══ TESTO DELLA PAGINA
Bravo, bene! Che tempi miserabili viviamo! Un attimo, stiamo parlando del XXI secolo? Non proprio: se come oggetti dell'infatuazione sostituiamo istrioni, cavalli e gladiatori, eccoci planare nelle scuole del I secolo d.C. così come descritte da Messala, personaggio del dialogo De Oratoribus di Publio Cornelio Tacito.
L'estate serve a rilassarsi e riflettere e nulla più degli autori classici aiuta in questo compito. Attraverso le loro parole comprendiamo come l'animo umano mantenga costanti alcune caratteristiche e come certi problemi che ci sembrano dell'oggi siano invece eterni. D'altra parte, ci rendiamo conto che alcuni stati di fatto e convinzioni che appaiono granitici, col passar del tempo non son più tali. Tacito, il grande storico vissuto tra il I e il II secolo d.C., ci guida in questo slalom tra il permanente e il transeunte anche nel suo testo sull'oratoria, concepito come un dialogo tra tre personaggi principali, Materno, Messala e Apro (senatori ricchi e di rango, sebbene quest'ultimo provinciale), i quali prima si confrontano su vizi e virtù dell'eloquenza e della poesia e poi si chiedono se fossero migliori gli oratori antichi o i moderni.
════
══ MATERIALE ESTRATTO
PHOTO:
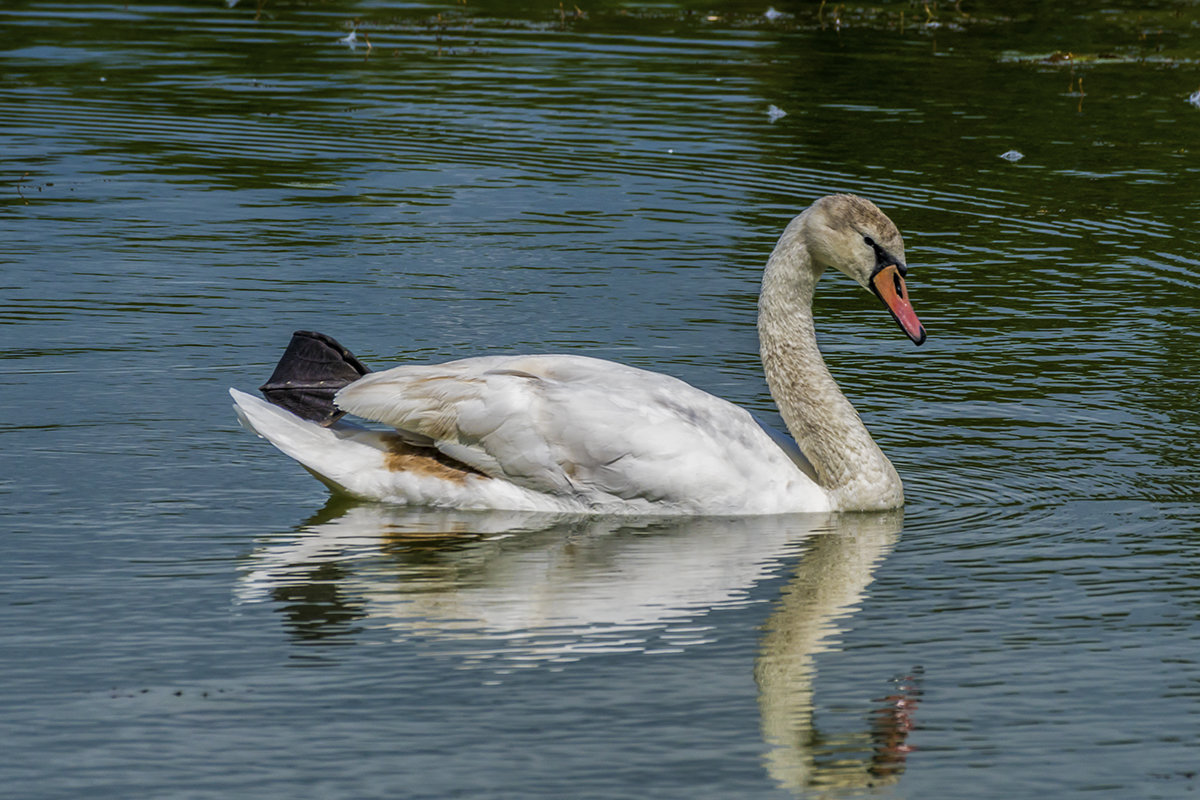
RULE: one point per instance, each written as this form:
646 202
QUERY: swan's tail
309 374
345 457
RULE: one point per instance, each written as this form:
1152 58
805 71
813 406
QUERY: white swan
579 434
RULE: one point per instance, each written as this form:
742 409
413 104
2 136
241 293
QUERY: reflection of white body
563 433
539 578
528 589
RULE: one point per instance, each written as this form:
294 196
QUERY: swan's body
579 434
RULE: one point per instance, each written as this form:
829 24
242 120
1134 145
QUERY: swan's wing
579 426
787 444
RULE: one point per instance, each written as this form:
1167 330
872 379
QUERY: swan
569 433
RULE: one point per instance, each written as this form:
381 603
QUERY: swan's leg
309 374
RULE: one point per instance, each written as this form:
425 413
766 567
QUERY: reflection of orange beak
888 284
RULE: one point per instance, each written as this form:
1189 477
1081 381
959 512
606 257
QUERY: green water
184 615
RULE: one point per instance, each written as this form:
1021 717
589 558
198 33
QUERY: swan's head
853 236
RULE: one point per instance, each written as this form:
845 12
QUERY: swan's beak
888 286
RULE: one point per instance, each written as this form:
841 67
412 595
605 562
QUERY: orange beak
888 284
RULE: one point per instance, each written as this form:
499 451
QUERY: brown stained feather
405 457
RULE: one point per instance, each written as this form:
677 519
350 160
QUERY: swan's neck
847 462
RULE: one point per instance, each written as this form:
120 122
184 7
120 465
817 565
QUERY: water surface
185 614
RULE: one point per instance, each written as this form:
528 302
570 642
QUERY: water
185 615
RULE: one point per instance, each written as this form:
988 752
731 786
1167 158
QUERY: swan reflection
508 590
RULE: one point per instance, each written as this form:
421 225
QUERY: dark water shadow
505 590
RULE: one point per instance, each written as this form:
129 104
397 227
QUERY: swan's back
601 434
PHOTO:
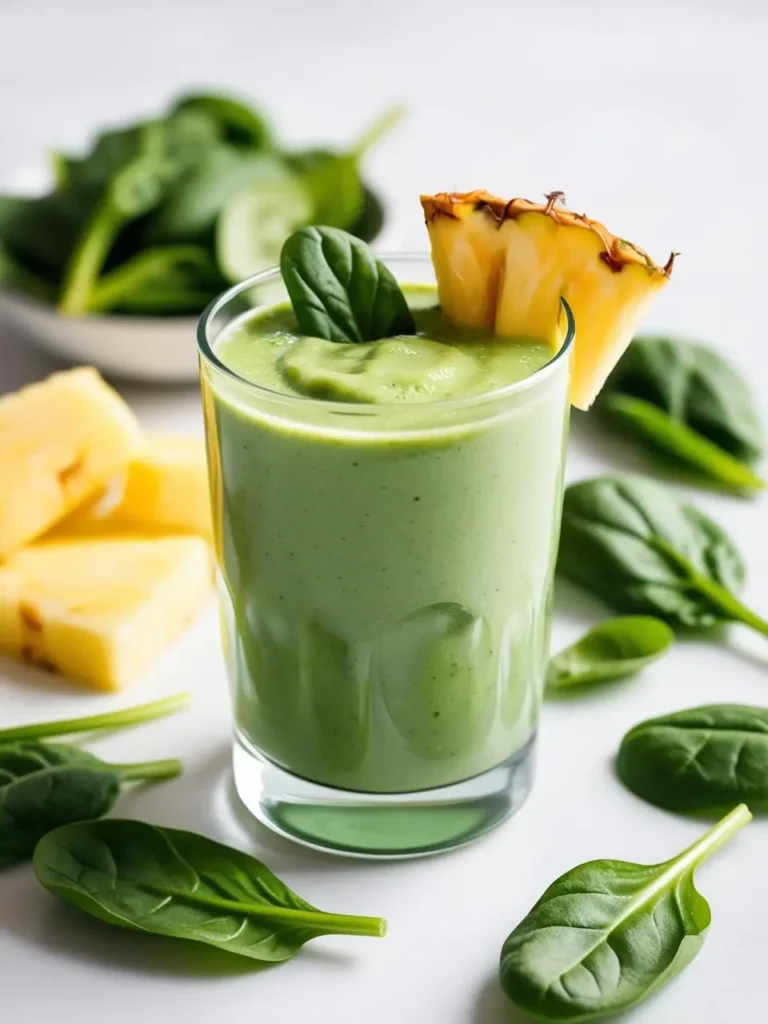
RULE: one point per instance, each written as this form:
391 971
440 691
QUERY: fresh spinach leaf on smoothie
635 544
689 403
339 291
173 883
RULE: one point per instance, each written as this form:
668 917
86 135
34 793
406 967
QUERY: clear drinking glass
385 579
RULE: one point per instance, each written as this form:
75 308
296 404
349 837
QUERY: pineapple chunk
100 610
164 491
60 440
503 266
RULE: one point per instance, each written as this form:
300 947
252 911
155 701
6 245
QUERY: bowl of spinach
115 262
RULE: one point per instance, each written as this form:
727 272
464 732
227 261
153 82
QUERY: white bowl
════
§ **ISTRUZIONI DI LAVORO**:
a) Raccogli ogni riga dei record che contiene la stringa "body", rispettando maiuscole e minuscole.
b) Riprendi il testo sul dialogo di Tacito dedicato all'oratoria e prosegui a scriverlo dopo la sua ultima frase.
Il testo e i record provengono da fonti diverse.

§ **RISULTATI**:
a)
QUERY: reflection of white body
QUERY: swan's body

b)
Due temi in particolare mi son sembrati attuali. Il primo riguarda le parcelle degli avvocati. Con buona pace del Consiglio nazionale forense, all'epoca non solo nessuno pensava alle tariffe minime, ma anzi varie leggi, a partire dalla Lex Cincia de donis et muneribus del 204 a.C, vietavano qualsiasi tipo di remunerazione per le difese legali. Come succede sempre quando il legislatore dispone divieti assurdi e impone i prezzi, la legge veniva tranquillamente elusa, ma nella mentalità aristocratica dell'epoca, l'uomo di rango continuava a poter svolgere determinate attività solo da dilettante e non come - esclama il nobile Messala - sordidissimis artificiis, cioè delle sordide attività artigianali. È chiaro? L'avversario dell'imprenditore, di chi crea la ricchezza col proprio lavoro, è l'aristocratico che ha diritti acquisiti e che appartiene, insomma, alla "casta". E questo vale anche per gli oratori i quali, come osserva l'homo novus Apro, grazie alla loro capacità non dipendono nemmeno dall'imperatore ma si raccomandano solo a loro stessi, propiziano solo il loro genio e sperimentano solo la propria liberalità!